Source text:
Getting a scene down before it escapes me

Right now I’m reading a Dorothy L. Sayers mystery, Gaudy Night. I’ve never read any of The Lord Peter Wimsey mysteries before, and I’m enjoying it. It’s extremely well written and intricately plotted. I chose it because it takes place in Oxford, England, and I’m heading there in a couple of days. It’s actually the 13th in the series, I believe, but it was fine to start with this one because the main character is Wimsey’s love interest, Harriet Vane.


Harriet is a mystery writer. I don’t know enough about Dorothy Sayers to be sure, but I suspect that Harriet has a bit of Ms. Sayers in her. There are a couple of quotes in the book about writing that I love. One of them talks about getting an idea or a line out of your head onto paper. Here’s what she says:


In the meanwhile she had got her mood onto paper – and this is the release that all writers,even the feeblest, seek for as men seek for love; and, having found it, they doze off happily into dreams and trouble their hearts no further.

Image location labeling entries
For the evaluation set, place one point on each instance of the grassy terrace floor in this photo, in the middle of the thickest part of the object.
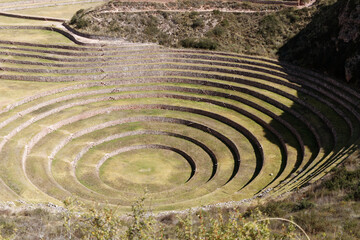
(189, 127)
(109, 122)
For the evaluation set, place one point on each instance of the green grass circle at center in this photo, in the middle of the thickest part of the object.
(145, 169)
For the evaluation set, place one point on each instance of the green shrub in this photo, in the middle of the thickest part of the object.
(197, 23)
(202, 43)
(218, 31)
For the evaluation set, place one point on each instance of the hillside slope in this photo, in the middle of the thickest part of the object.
(331, 42)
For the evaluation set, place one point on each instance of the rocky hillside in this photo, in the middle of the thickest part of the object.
(330, 42)
(322, 37)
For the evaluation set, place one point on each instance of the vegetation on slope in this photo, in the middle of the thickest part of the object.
(323, 37)
(260, 33)
(330, 42)
(327, 210)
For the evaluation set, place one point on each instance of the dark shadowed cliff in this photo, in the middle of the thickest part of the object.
(330, 42)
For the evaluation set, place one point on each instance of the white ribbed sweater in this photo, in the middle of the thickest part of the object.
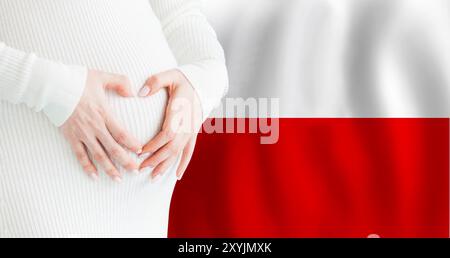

What is being asked:
In the text about reading Gaudy Night, why did the writer choose that book?

Reply to the task:
It takes place in Oxford, England, where the writer is heading in a couple of days.